Hogfather is a Death novel, and we get to see his grand-daughter Susan again. Susan is trying to be normal, and has taken a post as a governess to a family, where the children of the house have been threatened with bogey men under the beds and the bears who get you when you step on the cracks. Susan has got a poker which she uses to get rid of these pests, who are shocked that she can see them, and then uses the poker, when only children are supposed to see them!!

I started giggling almost as soon as I picked up the book, because the wizards are being as wizard-like as ever. Ridcully has found a door into a room that he did not know was there, which turns out to be a bathroom designed by Bloody Stupid Johnson, reason enough you would have thought to board up the door and leave a sign saying not to enter. Well, not for Ridcully, anyway.

The Auditors are up to their tricks again, and engage the services of the Assassins Guild to kill someone, who it is we are unsure, but the assassin given the contract is Mr. Teatime, a strange character who enjoys killing, which is really quite bad form for an assassin.

What is going on, we have to wonder... Death, in the meantime, is trying to take over the post of the Hogfather, with the sleigh and the pigs pulling it all over the world in one night to be able to deliver all the presents to the children. Leaving hoofprints and sleigh marks over the roofs of the houses with Albert drinking all the sherry and eating the pies.

This is all very confusing, until we start getting gnomes and fairies all over the place, fulfilling very strange roles, like Bilious the God of Hangovers, and the Verucca Gnome, sort of like the Tooth Fairy but not.

Anyway, it transpires that as well as the Hogfather going missing, the Tooth Fairy has also disappeared as well, adding to the mystery. Susan tries to solve the mystery, while Death keeps doing the job of the Hogfather, and the Wizards are all getting ready for the largest feast on the last night of the year. Peculiar and peculiar...

I loved this, it has lots of bits of the silly things that children think, like places where the sky is blue and just sits across the top of the page, where houses have a door and four windows, with a curly bit of smoke coming out of the roof, you know, you've seen pictures like this before, but finding that it could be a real place is quite disconcerting.

_Given exercise_:
Summarize the passage about Hogfather in two sentences. The rows that come next are separate material, apart from the passage about Hogfather.

(Recorded data)
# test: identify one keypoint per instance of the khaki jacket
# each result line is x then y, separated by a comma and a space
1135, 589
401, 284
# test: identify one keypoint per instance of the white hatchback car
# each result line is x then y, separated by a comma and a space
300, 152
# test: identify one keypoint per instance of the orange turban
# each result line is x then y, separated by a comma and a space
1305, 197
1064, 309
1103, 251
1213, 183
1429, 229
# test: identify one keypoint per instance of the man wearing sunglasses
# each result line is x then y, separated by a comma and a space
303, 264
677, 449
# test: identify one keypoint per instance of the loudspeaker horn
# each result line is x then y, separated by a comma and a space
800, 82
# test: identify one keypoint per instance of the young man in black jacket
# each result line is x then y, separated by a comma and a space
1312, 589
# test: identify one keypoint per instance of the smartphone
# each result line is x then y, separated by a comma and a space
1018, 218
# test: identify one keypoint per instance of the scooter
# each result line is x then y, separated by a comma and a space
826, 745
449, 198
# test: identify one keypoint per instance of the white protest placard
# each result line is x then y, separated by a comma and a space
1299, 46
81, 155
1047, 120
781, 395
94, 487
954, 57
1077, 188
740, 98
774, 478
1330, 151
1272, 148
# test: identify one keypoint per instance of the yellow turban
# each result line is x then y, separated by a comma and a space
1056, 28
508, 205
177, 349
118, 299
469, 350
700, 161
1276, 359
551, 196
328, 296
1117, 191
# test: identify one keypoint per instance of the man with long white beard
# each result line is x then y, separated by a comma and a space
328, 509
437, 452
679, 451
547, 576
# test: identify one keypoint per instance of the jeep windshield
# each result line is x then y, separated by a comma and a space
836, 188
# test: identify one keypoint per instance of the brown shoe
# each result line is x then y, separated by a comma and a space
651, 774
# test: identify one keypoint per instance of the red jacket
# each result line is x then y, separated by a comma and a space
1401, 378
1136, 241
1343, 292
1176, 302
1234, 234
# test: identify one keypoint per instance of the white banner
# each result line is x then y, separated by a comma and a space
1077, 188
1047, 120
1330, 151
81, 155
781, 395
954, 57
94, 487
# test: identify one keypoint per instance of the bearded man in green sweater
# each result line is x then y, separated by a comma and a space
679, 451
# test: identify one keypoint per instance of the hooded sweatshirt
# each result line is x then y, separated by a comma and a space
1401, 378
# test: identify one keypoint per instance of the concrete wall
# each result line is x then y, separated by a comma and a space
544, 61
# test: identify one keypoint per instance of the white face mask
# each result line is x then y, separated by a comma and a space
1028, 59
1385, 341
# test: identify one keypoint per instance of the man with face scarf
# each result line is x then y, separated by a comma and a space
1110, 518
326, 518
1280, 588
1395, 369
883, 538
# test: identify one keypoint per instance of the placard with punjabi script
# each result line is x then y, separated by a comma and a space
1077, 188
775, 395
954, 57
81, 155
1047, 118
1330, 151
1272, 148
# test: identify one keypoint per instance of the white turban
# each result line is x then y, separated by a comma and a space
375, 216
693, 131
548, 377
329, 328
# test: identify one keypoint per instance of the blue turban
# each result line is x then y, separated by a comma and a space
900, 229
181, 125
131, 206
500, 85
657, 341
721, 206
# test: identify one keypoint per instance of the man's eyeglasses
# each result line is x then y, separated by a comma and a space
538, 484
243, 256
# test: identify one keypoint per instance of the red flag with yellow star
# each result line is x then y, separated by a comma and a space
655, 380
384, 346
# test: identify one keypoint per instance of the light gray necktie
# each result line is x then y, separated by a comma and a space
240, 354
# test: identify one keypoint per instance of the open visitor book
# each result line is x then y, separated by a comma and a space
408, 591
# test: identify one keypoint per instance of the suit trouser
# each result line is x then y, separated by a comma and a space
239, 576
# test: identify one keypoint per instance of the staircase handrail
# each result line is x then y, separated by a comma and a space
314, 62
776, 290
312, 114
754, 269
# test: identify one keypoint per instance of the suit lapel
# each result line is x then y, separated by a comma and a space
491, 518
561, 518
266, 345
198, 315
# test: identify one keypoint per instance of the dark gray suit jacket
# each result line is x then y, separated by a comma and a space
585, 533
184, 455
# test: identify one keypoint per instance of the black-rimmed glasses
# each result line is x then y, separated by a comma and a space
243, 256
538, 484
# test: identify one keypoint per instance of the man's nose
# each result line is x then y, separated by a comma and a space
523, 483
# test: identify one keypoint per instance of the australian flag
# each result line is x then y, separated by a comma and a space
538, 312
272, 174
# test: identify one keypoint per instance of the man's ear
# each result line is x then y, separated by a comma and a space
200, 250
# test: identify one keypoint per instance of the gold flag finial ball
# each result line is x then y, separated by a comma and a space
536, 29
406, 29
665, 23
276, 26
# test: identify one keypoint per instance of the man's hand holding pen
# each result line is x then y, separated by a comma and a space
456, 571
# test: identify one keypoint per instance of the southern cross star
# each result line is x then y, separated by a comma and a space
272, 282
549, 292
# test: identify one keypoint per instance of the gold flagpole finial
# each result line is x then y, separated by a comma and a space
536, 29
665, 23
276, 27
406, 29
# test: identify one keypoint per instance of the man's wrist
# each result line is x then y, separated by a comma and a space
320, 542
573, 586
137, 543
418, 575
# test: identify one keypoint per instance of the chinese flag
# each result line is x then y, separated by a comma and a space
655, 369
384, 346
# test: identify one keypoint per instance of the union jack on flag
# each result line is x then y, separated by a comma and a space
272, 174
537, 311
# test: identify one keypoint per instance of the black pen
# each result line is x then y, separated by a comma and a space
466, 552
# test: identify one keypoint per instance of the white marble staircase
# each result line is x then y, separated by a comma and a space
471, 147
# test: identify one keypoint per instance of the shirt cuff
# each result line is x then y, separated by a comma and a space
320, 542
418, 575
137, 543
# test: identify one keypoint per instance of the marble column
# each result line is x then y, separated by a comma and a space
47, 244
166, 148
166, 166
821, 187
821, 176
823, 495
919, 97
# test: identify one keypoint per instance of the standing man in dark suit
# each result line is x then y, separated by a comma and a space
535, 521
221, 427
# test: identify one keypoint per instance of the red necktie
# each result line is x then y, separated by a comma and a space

_Task solution_:
Hogfather is a Death novel in which Death's granddaughter Susan, working as a governess, drives off bogey men with a poker, while the Auditors hire the Assassins Guild and Mr. Teatime is given the contract to kill someone. With both the Hogfather and the Tooth Fairy missing, Death does the Hogfather's job, Susan tries to solve the mystery, and the wizards get ready for the largest feast on the last night of the year.